__TASK BRIEF__.
Can you reproduce word for word the part of the piece on ketamine clinics starting with "The so-called ‘high" and going on through "about ketamine itself."?

__PAGE EXCERPT__.

==================================================

I didn’t realize there had already been an explosion in the number of clinics and providers specializing in ketamine treatment for various mental health and substance use disorders — hundreds of clinics nationally, with plenty more on the way. It struck me as a fairly high risk enterprise, given ketamine’s history as a drug of misuse and abuse. That doesn’t seem to have deterred entrepreneurs and their investors, however.
“There’s money to be made,” commented one. “That’s about all it takes nowadays.”
Here’s an example of the new breed of treatment provider, this one based in South Florida.
The so-called ‘high end’ customer is apparently the target, since that’s where profit margins are highest. The drug itself is often in the form of a Johnson & Johnson product called Spravato, a nasal spray. Ketamine is also available at some clinics in tablet form, as well as intravenous infusion. Some form of psychotherapy will accompany the medication, but it’s clear from media accounts that most prospective customers are attracted by all the favorable reports about ketamine itself.
Recent features in the popular press ordinarily begin with a story about a patient for whom conventional treatment has failed, leading them to turn to ketamine as a last resort. The results are dramatic — little short of miraculous. Best of all, they’re practically immediate. No waiting around for a few weeks to see if it going to work.
“I woke up the next day and felt completely normal…” reported one patient. “I didn’t feel depressed at all,” exulted another. With the promise of success like that, who wouldn’t pay handsomely for a short course of treatment?

==================================================

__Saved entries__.
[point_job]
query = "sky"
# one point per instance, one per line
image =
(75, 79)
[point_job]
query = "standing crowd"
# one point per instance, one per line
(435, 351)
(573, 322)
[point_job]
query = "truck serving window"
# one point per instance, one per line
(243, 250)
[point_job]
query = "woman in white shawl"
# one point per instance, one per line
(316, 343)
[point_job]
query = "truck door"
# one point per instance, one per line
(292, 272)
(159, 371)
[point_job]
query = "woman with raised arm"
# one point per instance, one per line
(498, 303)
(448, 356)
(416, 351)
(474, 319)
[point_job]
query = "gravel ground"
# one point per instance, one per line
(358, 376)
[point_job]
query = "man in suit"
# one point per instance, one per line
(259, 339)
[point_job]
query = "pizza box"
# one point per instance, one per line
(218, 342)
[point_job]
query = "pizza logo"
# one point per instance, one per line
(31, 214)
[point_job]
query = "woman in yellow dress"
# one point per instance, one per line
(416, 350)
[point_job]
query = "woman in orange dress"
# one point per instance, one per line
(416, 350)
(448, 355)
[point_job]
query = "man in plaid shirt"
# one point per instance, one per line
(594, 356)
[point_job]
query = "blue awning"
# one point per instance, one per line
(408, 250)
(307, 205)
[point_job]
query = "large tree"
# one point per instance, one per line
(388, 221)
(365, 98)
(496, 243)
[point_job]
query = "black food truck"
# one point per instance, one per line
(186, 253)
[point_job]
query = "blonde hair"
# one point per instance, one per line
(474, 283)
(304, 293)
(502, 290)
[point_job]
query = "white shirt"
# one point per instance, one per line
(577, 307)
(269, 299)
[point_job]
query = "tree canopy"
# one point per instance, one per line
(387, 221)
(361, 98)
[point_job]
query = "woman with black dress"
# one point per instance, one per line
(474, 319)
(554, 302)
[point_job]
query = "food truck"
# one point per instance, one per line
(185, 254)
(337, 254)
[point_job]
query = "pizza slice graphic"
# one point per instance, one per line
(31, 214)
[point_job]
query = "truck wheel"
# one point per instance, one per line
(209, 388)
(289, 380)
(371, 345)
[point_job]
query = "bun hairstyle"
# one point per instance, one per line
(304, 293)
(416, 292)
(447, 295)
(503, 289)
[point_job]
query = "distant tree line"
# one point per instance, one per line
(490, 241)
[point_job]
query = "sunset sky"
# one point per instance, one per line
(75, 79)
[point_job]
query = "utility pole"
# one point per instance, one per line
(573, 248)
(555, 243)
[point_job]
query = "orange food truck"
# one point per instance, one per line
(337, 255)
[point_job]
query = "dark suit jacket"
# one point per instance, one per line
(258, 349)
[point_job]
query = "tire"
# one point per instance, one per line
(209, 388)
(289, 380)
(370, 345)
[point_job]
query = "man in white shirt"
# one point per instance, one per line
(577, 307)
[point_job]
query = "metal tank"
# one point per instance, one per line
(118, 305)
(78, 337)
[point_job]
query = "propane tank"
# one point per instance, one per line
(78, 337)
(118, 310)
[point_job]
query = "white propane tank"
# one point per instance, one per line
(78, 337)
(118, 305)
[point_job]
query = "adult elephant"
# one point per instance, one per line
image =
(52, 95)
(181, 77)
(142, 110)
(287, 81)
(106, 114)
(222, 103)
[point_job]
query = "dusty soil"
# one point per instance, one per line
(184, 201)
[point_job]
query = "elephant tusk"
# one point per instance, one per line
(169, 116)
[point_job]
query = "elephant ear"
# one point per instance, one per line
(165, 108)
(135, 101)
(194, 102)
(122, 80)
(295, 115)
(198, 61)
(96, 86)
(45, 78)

==================================================

__TASK SOLUTION__.
The so-called ‘high end’ customer is apparently the target, since that’s where profit margins are highest. The drug itself is often in the form of a Johnson & Johnson product called Spravato, a nasal spray. Ketamine is also available at some clinics in tablet form, as well as intravenous infusion. Some form of psychotherapy will accompany the medication, but it’s clear from media accounts that most prospective customers are attracted by all the favorable reports about ketamine itself.